_TASK DIRECTIONS_: Count the lines in the entries below that contain the string "chain", treating uppercase and lowercase letters as distinct. Reply with the number alone.

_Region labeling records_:
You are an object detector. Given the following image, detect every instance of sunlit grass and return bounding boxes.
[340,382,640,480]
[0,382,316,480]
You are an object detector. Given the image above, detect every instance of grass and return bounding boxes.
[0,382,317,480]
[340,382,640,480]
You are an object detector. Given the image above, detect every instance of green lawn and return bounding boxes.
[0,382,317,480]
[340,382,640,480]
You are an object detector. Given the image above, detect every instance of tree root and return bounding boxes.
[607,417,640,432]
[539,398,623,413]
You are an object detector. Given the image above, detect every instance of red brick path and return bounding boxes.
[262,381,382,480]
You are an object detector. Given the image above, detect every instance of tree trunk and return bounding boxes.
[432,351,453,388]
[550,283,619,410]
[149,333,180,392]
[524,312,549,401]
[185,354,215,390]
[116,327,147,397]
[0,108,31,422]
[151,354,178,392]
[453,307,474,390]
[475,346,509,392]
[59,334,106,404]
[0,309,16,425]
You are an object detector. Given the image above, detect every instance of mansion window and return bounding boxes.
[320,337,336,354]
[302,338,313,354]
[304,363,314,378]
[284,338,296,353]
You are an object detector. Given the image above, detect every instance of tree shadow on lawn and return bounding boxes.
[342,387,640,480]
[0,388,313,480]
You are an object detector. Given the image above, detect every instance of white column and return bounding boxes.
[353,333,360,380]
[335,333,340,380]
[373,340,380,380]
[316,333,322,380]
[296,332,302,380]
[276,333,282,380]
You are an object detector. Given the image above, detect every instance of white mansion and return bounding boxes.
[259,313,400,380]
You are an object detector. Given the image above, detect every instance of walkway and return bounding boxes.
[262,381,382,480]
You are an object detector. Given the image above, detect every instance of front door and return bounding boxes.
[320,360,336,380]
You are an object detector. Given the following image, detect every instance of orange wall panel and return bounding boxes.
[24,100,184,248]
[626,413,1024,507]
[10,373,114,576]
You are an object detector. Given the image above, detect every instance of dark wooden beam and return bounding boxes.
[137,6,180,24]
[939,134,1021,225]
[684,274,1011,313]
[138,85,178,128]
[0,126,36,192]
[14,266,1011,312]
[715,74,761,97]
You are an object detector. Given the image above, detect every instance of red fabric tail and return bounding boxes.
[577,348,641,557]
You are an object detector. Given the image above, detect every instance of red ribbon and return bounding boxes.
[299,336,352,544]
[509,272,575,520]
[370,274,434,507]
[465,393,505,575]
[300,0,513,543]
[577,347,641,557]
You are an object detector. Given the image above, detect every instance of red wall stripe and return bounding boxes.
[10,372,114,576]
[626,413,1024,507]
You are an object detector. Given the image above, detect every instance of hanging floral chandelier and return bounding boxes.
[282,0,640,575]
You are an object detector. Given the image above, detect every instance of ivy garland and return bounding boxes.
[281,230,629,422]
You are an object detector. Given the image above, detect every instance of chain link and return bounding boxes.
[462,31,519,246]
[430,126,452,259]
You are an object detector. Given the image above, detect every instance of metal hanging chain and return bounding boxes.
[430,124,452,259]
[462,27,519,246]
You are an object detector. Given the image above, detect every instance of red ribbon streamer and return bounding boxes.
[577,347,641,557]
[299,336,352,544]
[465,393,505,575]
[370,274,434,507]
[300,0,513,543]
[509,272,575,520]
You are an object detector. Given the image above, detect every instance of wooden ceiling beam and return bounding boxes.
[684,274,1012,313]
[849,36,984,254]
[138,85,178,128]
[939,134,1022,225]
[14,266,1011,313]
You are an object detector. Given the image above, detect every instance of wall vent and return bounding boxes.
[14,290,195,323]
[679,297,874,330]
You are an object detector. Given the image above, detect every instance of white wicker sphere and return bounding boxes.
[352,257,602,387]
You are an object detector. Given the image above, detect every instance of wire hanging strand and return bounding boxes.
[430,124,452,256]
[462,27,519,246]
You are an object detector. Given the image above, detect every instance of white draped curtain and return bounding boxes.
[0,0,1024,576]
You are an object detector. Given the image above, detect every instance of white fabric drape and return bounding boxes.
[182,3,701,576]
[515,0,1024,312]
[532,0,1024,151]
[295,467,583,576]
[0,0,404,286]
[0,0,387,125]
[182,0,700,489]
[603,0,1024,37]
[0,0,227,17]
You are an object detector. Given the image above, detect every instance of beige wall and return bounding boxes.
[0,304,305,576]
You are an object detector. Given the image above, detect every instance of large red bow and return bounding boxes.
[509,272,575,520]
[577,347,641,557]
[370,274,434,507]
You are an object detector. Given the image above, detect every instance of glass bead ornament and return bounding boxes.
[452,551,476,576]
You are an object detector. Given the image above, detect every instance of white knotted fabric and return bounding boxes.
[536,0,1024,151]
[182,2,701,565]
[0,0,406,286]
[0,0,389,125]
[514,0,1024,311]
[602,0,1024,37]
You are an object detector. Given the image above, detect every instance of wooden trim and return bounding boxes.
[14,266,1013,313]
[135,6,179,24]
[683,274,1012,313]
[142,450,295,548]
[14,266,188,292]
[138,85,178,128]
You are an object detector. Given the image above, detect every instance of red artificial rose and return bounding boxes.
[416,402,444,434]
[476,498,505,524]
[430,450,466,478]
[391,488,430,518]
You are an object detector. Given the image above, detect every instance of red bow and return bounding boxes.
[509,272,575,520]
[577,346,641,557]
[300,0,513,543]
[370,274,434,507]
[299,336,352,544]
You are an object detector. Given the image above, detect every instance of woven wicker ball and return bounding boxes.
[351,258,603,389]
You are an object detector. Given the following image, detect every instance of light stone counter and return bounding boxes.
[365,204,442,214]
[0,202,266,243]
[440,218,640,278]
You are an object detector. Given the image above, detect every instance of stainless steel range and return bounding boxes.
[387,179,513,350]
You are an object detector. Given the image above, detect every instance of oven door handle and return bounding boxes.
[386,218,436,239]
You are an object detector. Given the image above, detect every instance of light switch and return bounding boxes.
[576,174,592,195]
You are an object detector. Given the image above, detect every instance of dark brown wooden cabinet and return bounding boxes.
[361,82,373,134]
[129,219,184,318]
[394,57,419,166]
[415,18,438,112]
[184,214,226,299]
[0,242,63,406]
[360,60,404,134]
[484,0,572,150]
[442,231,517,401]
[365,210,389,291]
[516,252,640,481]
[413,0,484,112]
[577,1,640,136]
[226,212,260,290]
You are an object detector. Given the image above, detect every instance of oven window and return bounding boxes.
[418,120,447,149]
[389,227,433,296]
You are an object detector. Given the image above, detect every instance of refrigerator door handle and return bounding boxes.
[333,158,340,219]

_TASK OUTPUT_: 2